• _QUOTED PASSAGE_:

The following courses have students enrolled above 1m, so further data collection and anaylisis can provide insights on how to enroll the most students.

Also, by looking at the titles we can see that various fields of IT is are the *hot topic* on coursera. 

In [27]:
data[data.course_students_enrolled>1000000].sort_values(by = 'course_students_enrolled', ascending=False)


Unnamed: 0,course_title,course_organization,course_Certificate_type,course_rating,course_difficulty,course_students_enrolled,language
6,Machine Learning,Stanford University,COURSE,4.9,Mixed,3200000,en
2,The Science of Well-Being,Yale University,COURSE,4.9,Mixed,2500000,en
3,Python for Everybody,University of Michigan,SPECIALIZATION,4.8,Beginner,1500000,en
47,Programming for Everybody (Getting Started wit...,University of Michigan,COURSE,4.8,Mixed,1300000,en


In [28]:
top_enrollment_courses = '\n'.join(
    f">- #{index} {title}"
    for index, title in data[data.course_students_enrolled > 1000000]['course_title'].items()
)
md('>**TO DO:**\n>\n>Collect more data on:\n>\n{}'.format(top_enrollment_courses))

>**TO DO:**
>
>Collect more data on:
>
>- #2 The Science of Well-Being
>- #3 Python for Everybody
>- #6 Machine Learning
>- #47 Programming for Everybody (Getting Started with Python)

There is an option to create a correlation heatmap to check if there is a correlation between the number of enrolled students and the rating, but in this case with a single relevant value, a single output should be more practical.

> Statistical correlation measures the strength and direction of the relationship between two variables.

In [29]:
num_corr_mtx = data.loc[:, ['course_rating', 'course_students_enrolled']].corr()

#correl_heat_map(num_corr_mtx)

print(f'The correlation coefficient between the number of enrolled students and the ratings: {num_corr_mtx.iloc[0,1]:.2f}, which is statistically insignificant.' )


The correlation coefficient between the number of enrolled students and the ratings: 0.07, which is statistically insignificant.


Aggregating the numerical values based on institution.

• _EXERCISE TASK A_: Reproduce the passage from the Coursera enrollment notebook verbatim, starting at "The following courses" and ending at "topic* on coursera.".
• _EXERCISE TASK B_: What correlation coefficient does the Coursera enrollment notebook report between the number of enrolled students and the course ratings?
• _EXERCISE TASK C_: Extend the Coursera enrollment notebook past its last line on aggregating numerical values by institution.

• _ENTRIES SUPPLIED_:

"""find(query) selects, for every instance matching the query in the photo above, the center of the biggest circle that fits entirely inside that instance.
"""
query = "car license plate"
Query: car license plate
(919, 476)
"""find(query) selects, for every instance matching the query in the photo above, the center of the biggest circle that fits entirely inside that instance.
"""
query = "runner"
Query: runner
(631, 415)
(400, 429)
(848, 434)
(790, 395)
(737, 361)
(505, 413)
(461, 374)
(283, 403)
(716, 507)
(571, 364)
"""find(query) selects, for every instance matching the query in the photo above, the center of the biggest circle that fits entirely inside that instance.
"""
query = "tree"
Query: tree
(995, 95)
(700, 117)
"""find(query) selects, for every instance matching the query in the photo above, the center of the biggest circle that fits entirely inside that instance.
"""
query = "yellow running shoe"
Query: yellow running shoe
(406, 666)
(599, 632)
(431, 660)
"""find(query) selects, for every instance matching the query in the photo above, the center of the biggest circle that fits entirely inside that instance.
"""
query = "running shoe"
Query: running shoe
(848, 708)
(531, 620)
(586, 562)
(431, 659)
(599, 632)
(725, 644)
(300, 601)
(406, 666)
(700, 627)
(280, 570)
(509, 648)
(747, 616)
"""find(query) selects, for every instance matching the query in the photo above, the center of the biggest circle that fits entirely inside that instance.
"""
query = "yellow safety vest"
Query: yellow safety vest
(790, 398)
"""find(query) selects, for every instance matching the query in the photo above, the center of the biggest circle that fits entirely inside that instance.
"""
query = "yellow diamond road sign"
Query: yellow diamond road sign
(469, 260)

• _RESPONSE A_:
The following courses have students enrolled above 1m, so further data collection and anaylisis can provide insights on how to enroll the most students.

Also, by looking at the titles we can see that various fields of IT is are the *hot topic* on coursera.

• _RESPONSE B_: 0.07

• _RESPONSE C_:
In [30]:
data.groupby('course_organization')['course_rating'].describe().sort_values(by = 'count', ascending = False).head()

Unnamed: 0_level_0,count,mean,std,min,25%,50%,75%,max
course_organization,Unnamed: 1_level_1,Unnamed: 2_level_1,Unnamed: 3_level_1,Unnamed: 4_level_1,Unnamed: 5_level_1,Unnamed: 6_level_1,Unnamed: 7_level_1,Unnamed: 8_level_1
University of Pennsylvania,59.0,4.69661,0.137673,4.2,4.6,4.7,4.8,4.9
University of Michigan,41.0,4.729268,0.095509,4.5,4.7,4.8,4.8,4.9
Google Cloud,34.0,4.582353,0.162314,3.9,4.5,4.6,4.7,4.8
Duke University,28.0,4.664286,0.147106,4.2,4.6,4.7,4.8,4.9
Johns Hopkins University,28.0,4.660714,0.157149,4.3,4.575,4.7,4.8,4.9


Aggregating the numerical values based on language.

In [31]:
lang_students = data.groupby('language')['course_students_enrolled'].aggregate('sum')
lang_students


language
bg       21000
ca       65000
da       58000
de      223000
en    75481700
es     3175400
fr      365100
hu       46000
it      200000
nl       66000
no       57000
pt      278500
ro       73400
ru      571800
Name: course_students_enrolled, dtype: int64

--- 

**Checking if there is a correlation between numerical and categorical features with ANOVA (Analysis of Variance).**

In this case, we are testing if there is a difference between the average course ratings and the number of enrolled students between different organizations, types of certificates, and difficulty levels.

> **The result of the ANOVA is: p-value and F-value**
>
> If the p-value is below 0.05, the difference between group means is considered statistically significant and unlikely to be due to chance.
>
> A higher F-value suggests a more significant difference between group means relative to the variability within groups.

*Does the average course rating differ significantly between different organizations (course_organization)?*

-> Yes, as the p-value is lower than 0.05, the organization has a non-coincidental effect on the average course rating.


In [32]:
perform_anova_and_visualize(data, categorical_feature="course_organization", numerical_feature="course_rating")

*Does the average course rating differ significantly between different types of output certificates (course_Certificate_type)?*

-> Yes, as the p-value is lower than 0.05, the type of output certificate has a non-coincidental effect on the average course rating, but we have very little amount of data to base the statement on.

In [33]:
perform_anova_and_visualize(data, categorical_feature="course_Certificate_type", numerical_feature="course_rating")

*Does the average course rating differ significantly between different types of output certificates (course_Certificate_type)?*

-> Yes, the course difficulty has an effect on the average course rating, statistically the deviations are considered non-accidental.

In [34]:
perform_anova_and_visualize(data, categorical_feature="course_difficulty", numerical_feature="course_rating")

*Does the number of enrolled students differ significantly between course difficulties?*

-> No, statistically speaking the difficulty has no direct effect on the number of enrolled students.

In [35]:
perform_anova_and_visualize(data, categorical_feature="course_difficulty", numerical_feature="course_students_enrolled")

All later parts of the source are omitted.